Massaging Emotions Via Tech - Should We?

My last few novels have dealt extensively with the looming tech potential to use bioresonance broadcasts to massage specific points in our brains that determine our emotional condition. I've even laid out details of the inventions that will accomplish this goal. With a majority of people in our society suffering chronically from either depression, anxiety, confusion, aggression, or PTSD, obviously it would seem a vast leap forward to invent tech that would control mood and emotion - which in turn would influence the thoughts we think and the actions we take. But hold on - outside of the proverbial ashram, we hardly know what consciousness itself is, let alone possess the wisdom to tamper successfully with it.
I hit 72 this year and have been taking a long look at my own state of awareness - specifically, am I more conscious now than when I was twenty? Fifty years ago, back at Princeton, I got caught up in a wild (federally funded) psych-research project exploring if and how LSD, hypnosis, bio-resonance and meditation can alter consciousness and perhaps elicit a more expansive, compassionate and wise mental perspective. After five decades, I've recently been asking: have we collectively fulfilled those research goals and achieved our hopeful vision?
The answer, as Alan Watts liked to say, requires a 200% mindset - both sides are 100% correct. For instance, we have learned (sometimes the hard way) that psychedelics pack remarkable power, even Steve Jobs admitted openly that LSD was a dominant influence on his breakthrough thinking, And the same micro-dose LSD research that NIH funded back at Princeton in 1966 is now again in the news, demonstrating that mescaline, psilocybin, ecstasy and also very good cannabis pack a transformational punch of great value - when used wisely. Check out www.mindfullyhigh.com for more on this.

(TASK LIST)
[A] Name every chronic condition the essay on massaging emotions via tech says a majority of people in our society suffer from.
[B] According to the essay on massaging emotions via tech, in what year did NIH fund the micro-dose LSD research at Princeton?
[C] Please decide whether each statement agrees with the essay on massaging emotions via tech, and back each yes or no with the words from it that settle the matter: (i) The writer's recent novels deal with using bioresonance broadcasts to act on the brain's emotional centers. (ii) The Princeton psych-research project was privately funded. (iii) The idea of a 200% mindset is attributed to Alan Watts.

[Contour labeling items]
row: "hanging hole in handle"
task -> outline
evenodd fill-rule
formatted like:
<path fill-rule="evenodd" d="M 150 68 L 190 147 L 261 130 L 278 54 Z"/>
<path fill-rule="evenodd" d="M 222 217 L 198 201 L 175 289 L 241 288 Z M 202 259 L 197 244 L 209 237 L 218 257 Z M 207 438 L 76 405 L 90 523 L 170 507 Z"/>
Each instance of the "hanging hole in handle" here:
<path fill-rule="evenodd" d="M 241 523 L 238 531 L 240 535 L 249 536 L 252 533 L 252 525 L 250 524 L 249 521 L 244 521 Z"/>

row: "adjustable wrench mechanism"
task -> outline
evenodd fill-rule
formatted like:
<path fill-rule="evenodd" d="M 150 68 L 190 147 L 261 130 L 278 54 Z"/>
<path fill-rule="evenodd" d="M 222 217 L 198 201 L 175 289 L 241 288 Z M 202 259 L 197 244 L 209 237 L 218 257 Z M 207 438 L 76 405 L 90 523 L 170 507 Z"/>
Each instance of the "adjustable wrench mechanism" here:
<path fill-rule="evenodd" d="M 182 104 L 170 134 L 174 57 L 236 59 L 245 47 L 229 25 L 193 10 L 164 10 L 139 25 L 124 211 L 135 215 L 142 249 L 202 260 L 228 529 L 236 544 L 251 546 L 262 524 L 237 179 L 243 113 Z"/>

(RESPONSES BY TASK)
[A] Depression, anxiety, confusion, aggression, and PTSD.

[B] 1966.

[C]
(i) Yes: "My last few novels have dealt extensively with the looming tech potential to use bioresonance broadcasts to massage specific points in our brains that determine our emotional condition."
(ii) No: "I got caught up in a wild (federally funded) psych-research project"
(iii) Yes: "The answer, as Alan Watts liked to say, requires a 200% mindset"